Given problem 1 -> In the piece on images of the Evangelists, why does the mosaic of John the Evangelist in St. Peter's Basilica tend to go unnoticed? Explain in one to three sentences.
Given problem 2 -> Resume the piece on images of the Evangelists, picking up right after its last sentence.

Document segment ->
● ● ● ● ●

These images show up in the ceilings of churches and pages of illuminated manuscripts. Most of them are easily overlooked or absorbed into the design of larger art patterns and gospel themes. In St. Peter’s Basilica most people are going to notice Bernini’s altar to St. Peter, not the mosaic of John the Evangelist in the ceiling.
Matthew and the angle interacting, has received more attention. Many of these images suggest that Matthew needed a tutor checking his spelling and syntax. Or, worse yet, Matthew as the holy clerk taking dictation, as in this illuminated manuscript. Though Matthew is the central subject, with the angle to his right, the busy and colorful landscape nearly obscures their interaction from our view.
In contrast, Guido Reni’s painting presents Matthew as an aged man, pondering his version of the gospel. A child-like angle stretches up to whisper to Matthew. Rather than dictating or copy-edit the record, the angle helps Matthew reminisce and record the events that changed his life from a demonized tax collector to one of the disciples. Two artistic decisions increase our sense of the interaction between Matthew and the angle. Reni eliminates the background setting, with the warm-brown tones accentuating Matthews thick white hair. Second, Matthew and the angle, only inches apart, lock their eyes, with the angle enumerating a questions on its index finger, as if it were a grandchild asking “Grandpa, tell me about…”
A criticism of the Gospels is their different orientations, especially when one Evangelist recorded events not contained in any of the others. The explanation that I recall from my youthful readings of the Gospels was that each Evangelist wrote for a different audience. However, whether oriented to Jews, Greeks, or Romans, each wrote in the context of Roman culture given the political structure that the Roman’s brought to the Empire which it administered.

● ● ● ● ●

(Extracted records)
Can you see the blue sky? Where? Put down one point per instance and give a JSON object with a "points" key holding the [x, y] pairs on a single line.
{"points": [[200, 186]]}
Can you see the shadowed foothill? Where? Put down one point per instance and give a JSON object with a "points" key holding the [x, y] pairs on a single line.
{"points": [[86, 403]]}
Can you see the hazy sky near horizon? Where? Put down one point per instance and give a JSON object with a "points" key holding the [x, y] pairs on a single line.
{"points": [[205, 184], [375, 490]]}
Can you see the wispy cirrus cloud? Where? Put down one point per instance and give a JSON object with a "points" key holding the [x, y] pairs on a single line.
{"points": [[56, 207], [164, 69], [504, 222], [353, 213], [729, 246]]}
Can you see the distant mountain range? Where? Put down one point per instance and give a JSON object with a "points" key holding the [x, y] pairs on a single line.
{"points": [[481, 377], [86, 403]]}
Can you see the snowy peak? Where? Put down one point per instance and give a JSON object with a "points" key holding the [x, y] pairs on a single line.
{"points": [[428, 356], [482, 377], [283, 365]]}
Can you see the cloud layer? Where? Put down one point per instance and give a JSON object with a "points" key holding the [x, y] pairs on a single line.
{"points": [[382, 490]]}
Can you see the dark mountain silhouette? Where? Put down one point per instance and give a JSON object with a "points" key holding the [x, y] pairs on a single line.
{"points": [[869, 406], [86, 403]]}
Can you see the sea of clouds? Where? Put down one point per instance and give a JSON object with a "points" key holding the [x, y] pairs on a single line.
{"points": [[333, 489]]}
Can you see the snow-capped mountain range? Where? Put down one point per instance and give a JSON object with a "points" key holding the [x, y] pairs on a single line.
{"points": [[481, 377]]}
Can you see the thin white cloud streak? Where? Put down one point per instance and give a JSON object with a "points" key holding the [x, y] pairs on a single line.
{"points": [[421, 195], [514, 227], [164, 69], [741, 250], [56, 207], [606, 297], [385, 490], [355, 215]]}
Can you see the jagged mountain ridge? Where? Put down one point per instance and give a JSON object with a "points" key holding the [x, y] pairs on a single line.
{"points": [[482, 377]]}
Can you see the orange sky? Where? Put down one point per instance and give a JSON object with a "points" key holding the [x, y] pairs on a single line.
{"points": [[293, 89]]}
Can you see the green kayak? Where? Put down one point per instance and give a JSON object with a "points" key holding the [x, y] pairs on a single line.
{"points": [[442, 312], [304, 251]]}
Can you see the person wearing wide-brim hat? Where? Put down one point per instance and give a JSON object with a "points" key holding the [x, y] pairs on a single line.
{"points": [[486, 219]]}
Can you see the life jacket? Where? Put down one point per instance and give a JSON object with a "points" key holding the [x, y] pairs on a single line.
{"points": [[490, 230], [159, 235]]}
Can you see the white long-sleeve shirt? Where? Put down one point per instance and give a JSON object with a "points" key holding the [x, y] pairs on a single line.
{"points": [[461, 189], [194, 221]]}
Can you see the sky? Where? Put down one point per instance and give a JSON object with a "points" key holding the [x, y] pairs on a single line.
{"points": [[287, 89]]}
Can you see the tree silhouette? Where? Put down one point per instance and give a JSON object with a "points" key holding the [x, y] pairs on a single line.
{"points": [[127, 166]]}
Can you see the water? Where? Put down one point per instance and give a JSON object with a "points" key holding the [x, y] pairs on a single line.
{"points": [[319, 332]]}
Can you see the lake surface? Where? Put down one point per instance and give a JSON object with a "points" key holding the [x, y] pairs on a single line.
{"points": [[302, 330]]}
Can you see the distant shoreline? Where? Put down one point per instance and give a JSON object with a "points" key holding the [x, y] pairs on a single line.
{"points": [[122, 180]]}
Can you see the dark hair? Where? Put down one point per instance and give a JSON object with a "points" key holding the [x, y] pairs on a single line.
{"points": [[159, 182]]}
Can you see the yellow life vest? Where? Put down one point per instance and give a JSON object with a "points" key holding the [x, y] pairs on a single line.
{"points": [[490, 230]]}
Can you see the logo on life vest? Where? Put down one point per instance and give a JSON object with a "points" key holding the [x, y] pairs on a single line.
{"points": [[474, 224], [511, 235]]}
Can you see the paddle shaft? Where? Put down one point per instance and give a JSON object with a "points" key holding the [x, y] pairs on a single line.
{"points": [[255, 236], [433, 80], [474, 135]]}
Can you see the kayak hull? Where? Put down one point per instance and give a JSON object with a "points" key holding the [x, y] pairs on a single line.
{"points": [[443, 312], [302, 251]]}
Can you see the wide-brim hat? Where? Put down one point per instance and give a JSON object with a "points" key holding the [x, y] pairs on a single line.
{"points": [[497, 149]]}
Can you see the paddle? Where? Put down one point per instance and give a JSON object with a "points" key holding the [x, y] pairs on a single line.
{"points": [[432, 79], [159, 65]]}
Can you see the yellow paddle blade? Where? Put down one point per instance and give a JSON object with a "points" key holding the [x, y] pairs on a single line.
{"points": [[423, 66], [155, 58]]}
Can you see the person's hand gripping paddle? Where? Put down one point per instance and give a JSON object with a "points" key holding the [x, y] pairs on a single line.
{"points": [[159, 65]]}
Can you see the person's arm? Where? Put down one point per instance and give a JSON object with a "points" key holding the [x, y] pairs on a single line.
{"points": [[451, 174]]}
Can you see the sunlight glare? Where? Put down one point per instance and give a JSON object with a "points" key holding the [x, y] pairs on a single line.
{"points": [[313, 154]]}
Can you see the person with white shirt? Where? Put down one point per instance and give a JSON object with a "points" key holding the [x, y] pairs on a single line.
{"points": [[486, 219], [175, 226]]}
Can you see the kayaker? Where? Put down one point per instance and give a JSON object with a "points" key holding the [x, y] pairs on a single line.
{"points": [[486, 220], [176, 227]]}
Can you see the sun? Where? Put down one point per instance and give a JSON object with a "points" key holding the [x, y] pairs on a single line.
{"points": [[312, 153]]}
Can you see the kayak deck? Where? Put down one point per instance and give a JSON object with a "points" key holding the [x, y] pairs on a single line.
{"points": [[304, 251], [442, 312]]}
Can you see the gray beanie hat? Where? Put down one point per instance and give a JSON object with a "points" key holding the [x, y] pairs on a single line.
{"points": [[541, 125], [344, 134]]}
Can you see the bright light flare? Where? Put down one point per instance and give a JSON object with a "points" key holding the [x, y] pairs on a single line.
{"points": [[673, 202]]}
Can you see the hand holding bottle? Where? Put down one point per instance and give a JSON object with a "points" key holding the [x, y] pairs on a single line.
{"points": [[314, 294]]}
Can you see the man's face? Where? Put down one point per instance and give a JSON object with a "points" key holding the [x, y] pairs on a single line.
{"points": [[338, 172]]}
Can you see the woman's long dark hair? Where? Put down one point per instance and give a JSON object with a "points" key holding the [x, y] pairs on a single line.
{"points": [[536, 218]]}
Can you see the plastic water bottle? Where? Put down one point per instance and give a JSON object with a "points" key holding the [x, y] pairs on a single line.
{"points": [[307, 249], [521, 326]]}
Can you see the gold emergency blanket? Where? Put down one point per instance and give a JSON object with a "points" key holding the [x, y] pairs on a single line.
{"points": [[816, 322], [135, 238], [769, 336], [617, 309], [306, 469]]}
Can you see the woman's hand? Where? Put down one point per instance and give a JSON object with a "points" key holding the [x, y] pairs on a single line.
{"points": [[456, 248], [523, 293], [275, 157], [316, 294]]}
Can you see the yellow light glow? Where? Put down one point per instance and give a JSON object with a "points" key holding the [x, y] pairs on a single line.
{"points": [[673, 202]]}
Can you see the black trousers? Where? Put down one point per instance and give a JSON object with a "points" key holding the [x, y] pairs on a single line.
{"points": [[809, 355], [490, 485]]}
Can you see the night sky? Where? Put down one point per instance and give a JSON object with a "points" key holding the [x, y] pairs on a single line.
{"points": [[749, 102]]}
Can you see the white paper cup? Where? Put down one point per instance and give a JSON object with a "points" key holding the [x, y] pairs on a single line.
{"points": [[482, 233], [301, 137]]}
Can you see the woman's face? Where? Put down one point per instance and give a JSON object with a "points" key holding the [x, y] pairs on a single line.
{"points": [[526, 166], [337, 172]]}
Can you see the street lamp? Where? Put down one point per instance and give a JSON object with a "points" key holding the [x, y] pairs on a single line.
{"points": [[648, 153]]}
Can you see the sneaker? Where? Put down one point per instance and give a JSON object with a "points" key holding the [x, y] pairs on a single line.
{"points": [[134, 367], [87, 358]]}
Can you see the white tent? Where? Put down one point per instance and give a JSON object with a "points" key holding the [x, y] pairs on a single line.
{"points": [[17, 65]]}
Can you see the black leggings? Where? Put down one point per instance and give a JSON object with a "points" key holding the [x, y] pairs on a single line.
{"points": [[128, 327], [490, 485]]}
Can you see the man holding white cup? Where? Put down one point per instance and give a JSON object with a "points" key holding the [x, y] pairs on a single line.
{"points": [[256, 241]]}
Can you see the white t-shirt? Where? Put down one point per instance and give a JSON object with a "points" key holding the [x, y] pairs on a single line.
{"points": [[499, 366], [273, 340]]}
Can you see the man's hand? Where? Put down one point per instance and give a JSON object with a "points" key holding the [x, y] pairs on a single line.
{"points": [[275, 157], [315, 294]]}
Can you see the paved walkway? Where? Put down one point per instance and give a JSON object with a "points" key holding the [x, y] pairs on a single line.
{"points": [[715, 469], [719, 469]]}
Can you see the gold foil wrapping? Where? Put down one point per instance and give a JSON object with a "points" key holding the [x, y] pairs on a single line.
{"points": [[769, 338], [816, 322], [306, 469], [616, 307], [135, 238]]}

● ● ● ● ●

Output 1 -> Images like it are easily overlooked or absorbed into the design of larger art patterns and gospel themes. In St. Peter's Basilica, most people are drawn to Bernini's altar to St. Peter rather than to the mosaic in the ceiling.

Output 2 ->
Numerous stories from the Gospels include details and reference to the Roman government. Reading Plutarch’s biographies added more cultural perspective on the hundreds of years of Roman governing, which lead up to the time of Christ’s ministry. This raised a question of how much the Gospels and subsequent art might have been influenced by Roman culture.
Given that much of the art which we will be seeing in Roman was created 1000 to 1500 years after Christ, and during a time when Greek and Roman texts and sculpture were being discovered, additional layers of cultural influence permeate the images.
For instance, God bearing children with women were common lore in Greek and Roman mythology. In many of the Annunciation paintings, God shines a beam of golden light to Mary, representing both the insemination and knowledge of Jesus’ conception. Gentile da Fabriano’s Annunciation has the beam of light from God passing through the window in the upper left wall, illuminating directly on Mary’s abdomen. If you needed a hint, the curtain in the background is open, revealing her bed. Immaculate conception is more than a concept.
In a similar fashion, Jupiter showers Danae with gold coins in Titian’s painting of a male god have sex with a woman. Interesting that the same Cardinals who commissioned church paintings of the Annunciation scene ordered up this one. Linda just calls it Papal Porn (many of the female nude images were kept locked up in secret collections of various Cardinals for private viewing of guests, hmmmm.)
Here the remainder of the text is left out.